___ Raw data ___
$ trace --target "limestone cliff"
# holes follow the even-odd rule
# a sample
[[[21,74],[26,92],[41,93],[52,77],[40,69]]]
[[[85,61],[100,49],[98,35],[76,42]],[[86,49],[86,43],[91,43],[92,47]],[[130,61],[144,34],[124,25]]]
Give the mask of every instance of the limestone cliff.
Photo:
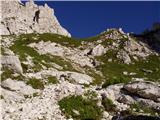
[[[22,4],[18,0],[1,1],[1,35],[27,33],[56,33],[70,37],[47,4],[36,5],[32,0]]]

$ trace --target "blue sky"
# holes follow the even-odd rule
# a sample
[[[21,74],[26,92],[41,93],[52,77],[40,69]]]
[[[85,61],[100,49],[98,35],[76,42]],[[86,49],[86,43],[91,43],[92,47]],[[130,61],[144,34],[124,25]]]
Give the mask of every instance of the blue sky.
[[[107,28],[141,33],[160,22],[160,2],[36,1],[54,8],[55,15],[73,37],[90,37]]]

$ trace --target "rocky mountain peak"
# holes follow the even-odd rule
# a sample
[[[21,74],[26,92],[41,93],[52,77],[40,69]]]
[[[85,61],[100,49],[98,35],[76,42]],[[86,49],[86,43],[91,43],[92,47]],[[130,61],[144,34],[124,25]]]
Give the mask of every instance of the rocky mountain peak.
[[[47,4],[38,6],[33,0],[22,4],[17,1],[1,1],[1,35],[27,33],[55,33],[70,37]]]

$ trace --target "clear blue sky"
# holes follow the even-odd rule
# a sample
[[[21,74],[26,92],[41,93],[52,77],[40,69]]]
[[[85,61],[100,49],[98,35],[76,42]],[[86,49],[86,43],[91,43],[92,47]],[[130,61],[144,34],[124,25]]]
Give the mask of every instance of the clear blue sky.
[[[55,15],[73,37],[90,37],[107,28],[122,27],[125,32],[141,33],[160,22],[160,2],[36,1],[54,8]]]

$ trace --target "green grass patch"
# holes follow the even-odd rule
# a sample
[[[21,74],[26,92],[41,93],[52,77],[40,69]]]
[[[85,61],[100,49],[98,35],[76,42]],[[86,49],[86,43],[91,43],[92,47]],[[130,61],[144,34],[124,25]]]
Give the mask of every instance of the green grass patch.
[[[24,76],[21,74],[18,74],[14,76],[14,71],[8,67],[2,67],[3,73],[1,74],[1,81],[4,81],[8,78],[11,78],[13,80],[24,80]]]
[[[34,89],[44,89],[44,83],[40,79],[36,78],[28,80],[27,85],[31,85]]]
[[[35,66],[30,69],[32,69],[34,72],[40,71],[42,69],[42,65],[46,66],[47,68],[52,67],[52,63],[56,63],[62,66],[64,68],[63,70],[75,71],[75,69],[72,67],[69,61],[64,60],[59,56],[51,56],[49,54],[40,55],[36,50],[34,50],[34,48],[28,47],[27,45],[29,43],[32,43],[35,41],[39,42],[39,40],[37,39],[34,40],[34,37],[36,36],[37,35],[35,34],[21,35],[17,37],[17,40],[14,42],[14,45],[10,47],[10,49],[14,53],[19,55],[19,58],[21,61],[26,61],[27,55],[31,56],[33,58],[32,61],[35,64]],[[54,38],[54,35],[52,37]],[[24,72],[27,72],[28,66],[22,64],[22,67],[24,69]]]
[[[96,101],[84,99],[82,96],[69,96],[59,101],[59,105],[64,114],[73,119],[99,120],[102,115],[101,108],[96,105]],[[73,110],[79,112],[74,113]]]
[[[106,111],[114,112],[116,109],[116,105],[113,104],[113,101],[109,98],[102,99],[102,105],[104,106]]]
[[[56,84],[56,83],[58,83],[57,78],[54,77],[54,76],[49,76],[47,79],[48,79],[48,83],[49,84]]]

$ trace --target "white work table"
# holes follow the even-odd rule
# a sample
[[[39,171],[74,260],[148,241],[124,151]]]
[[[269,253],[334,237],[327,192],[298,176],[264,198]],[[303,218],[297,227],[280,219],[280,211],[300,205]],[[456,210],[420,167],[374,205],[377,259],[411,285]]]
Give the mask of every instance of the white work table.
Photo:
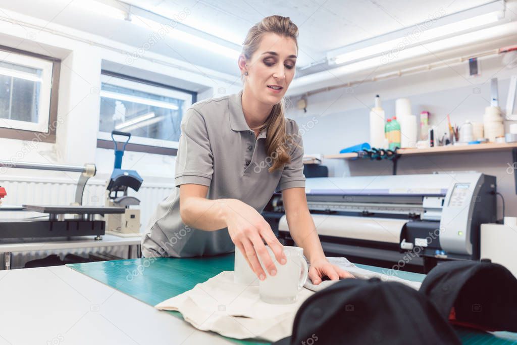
___
> **Task**
Which lines in the listing above contain the word "white"? Gather each of them and copy it out in full.

> **Reply**
$ trace --target "white work table"
Give the mask of every instance of the white work table.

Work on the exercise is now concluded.